WHAT THE EXERCISE ASKS: Reproduce the material below without alteration, from the line containing "Could you point out the denim" to the line containing "Could you point out the woman's chin", including both of those lines.

***

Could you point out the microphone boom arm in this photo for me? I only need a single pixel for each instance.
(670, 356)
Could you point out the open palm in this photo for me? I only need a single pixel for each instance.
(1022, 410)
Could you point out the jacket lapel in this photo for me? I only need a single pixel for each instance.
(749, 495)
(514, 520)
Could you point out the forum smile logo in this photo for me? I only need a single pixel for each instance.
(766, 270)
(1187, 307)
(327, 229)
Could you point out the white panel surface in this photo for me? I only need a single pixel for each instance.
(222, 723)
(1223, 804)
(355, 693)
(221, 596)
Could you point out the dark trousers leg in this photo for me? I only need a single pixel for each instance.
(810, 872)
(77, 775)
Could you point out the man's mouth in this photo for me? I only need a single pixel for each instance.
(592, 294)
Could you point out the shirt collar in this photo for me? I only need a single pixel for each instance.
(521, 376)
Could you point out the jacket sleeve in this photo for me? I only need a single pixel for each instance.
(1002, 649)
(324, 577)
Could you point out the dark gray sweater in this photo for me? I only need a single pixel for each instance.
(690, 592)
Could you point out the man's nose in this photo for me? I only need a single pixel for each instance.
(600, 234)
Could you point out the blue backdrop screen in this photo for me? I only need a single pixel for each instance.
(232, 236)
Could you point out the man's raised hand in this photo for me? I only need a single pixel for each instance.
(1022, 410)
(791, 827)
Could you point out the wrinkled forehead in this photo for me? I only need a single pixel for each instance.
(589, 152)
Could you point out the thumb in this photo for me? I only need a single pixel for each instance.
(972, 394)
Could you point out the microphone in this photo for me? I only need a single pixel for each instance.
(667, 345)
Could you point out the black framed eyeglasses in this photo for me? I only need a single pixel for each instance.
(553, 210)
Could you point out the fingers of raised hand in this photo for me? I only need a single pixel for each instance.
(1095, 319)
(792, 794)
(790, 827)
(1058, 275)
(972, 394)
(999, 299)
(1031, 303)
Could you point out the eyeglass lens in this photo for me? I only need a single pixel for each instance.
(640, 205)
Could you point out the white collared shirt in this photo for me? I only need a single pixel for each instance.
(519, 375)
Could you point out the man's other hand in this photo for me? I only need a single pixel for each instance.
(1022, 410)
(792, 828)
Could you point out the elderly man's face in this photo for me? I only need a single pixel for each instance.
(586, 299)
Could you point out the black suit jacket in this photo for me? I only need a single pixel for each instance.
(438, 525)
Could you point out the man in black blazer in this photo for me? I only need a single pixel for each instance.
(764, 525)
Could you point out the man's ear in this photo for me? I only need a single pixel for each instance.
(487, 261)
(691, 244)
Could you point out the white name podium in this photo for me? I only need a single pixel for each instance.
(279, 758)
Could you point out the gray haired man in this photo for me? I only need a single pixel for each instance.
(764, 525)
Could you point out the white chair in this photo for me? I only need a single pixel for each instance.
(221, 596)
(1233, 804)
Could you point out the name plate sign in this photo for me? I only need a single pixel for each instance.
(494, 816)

***

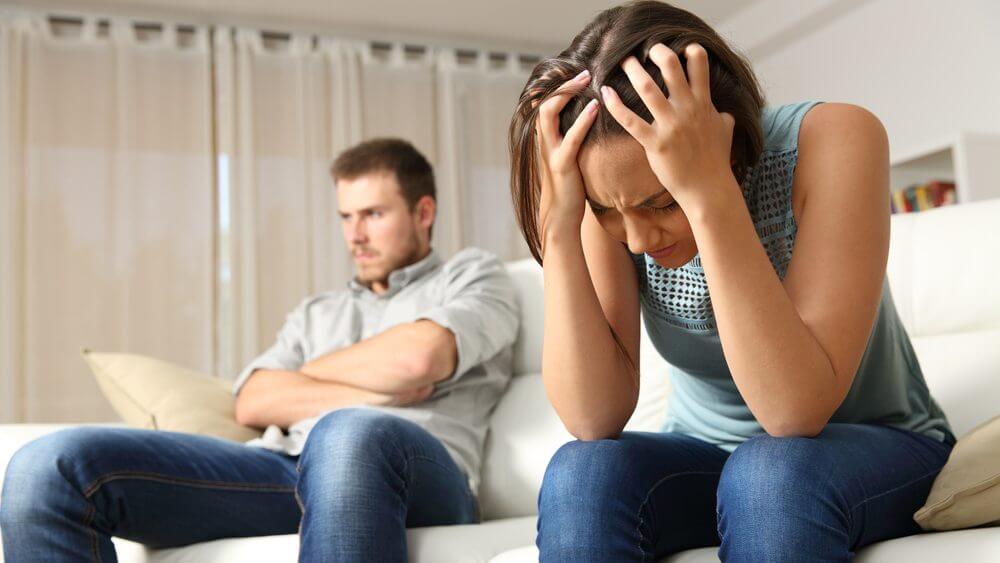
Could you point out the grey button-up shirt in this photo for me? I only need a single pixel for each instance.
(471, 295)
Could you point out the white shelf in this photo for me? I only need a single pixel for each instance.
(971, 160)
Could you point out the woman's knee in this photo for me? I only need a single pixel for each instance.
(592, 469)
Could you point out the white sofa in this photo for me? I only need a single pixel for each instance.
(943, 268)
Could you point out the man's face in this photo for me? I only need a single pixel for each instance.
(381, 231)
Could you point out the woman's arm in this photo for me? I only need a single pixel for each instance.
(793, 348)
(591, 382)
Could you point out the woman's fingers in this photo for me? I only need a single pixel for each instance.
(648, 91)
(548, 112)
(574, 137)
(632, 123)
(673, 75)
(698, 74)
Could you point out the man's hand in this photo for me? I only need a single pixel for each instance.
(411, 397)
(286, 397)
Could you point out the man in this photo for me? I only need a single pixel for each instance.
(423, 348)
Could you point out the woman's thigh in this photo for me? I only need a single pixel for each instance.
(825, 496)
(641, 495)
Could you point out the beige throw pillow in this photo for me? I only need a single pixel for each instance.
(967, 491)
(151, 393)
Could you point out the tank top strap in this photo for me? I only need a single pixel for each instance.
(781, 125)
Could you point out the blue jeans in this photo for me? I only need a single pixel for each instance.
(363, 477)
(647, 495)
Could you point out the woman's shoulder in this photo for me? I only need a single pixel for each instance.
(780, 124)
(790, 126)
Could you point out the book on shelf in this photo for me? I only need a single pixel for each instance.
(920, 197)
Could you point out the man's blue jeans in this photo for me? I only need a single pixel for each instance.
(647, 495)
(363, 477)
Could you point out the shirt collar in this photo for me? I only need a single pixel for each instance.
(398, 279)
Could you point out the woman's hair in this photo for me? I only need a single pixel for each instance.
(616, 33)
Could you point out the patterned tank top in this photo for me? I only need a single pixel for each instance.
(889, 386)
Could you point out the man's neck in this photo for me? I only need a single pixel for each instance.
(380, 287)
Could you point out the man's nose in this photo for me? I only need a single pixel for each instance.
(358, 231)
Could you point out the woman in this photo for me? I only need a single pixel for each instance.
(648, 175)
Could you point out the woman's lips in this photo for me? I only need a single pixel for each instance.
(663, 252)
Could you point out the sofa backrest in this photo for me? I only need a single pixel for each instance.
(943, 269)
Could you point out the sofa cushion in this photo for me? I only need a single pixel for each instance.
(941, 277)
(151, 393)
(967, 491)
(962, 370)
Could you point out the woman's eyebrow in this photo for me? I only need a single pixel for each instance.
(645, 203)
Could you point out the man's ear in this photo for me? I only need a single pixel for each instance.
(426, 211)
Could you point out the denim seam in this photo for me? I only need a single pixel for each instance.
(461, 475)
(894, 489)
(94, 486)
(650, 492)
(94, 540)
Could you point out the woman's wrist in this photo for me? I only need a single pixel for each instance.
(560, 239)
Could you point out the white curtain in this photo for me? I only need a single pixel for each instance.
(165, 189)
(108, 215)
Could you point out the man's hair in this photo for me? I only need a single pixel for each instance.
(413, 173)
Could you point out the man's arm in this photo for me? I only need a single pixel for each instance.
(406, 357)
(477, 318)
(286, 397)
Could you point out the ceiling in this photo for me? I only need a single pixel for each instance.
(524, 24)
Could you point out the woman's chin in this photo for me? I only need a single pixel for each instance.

***

CORRECT ANSWER:
Could you point out the denim seam in this photo for me? I only need a single pixel for each instance.
(461, 475)
(894, 489)
(94, 486)
(650, 492)
(94, 540)
Could you point out the woman's wrist in this photo for me? I only need a single pixel for each instance.
(560, 239)
Could you point out the white curtain in this photo for me? I only need a single pixel for each instance.
(165, 189)
(108, 215)
Could you point out the man's hair in this photo for me? I only need a single pixel for each instance.
(413, 173)
Could you point out the man's arm in this photo for me? I only need a single pixel for each instance.
(406, 357)
(477, 318)
(286, 397)
Could you point out the ceiling in this photo for me? I only need a single pixel for each instance.
(524, 24)
Could you point out the woman's chin in this photo for me? I only need a single pixel for each instance.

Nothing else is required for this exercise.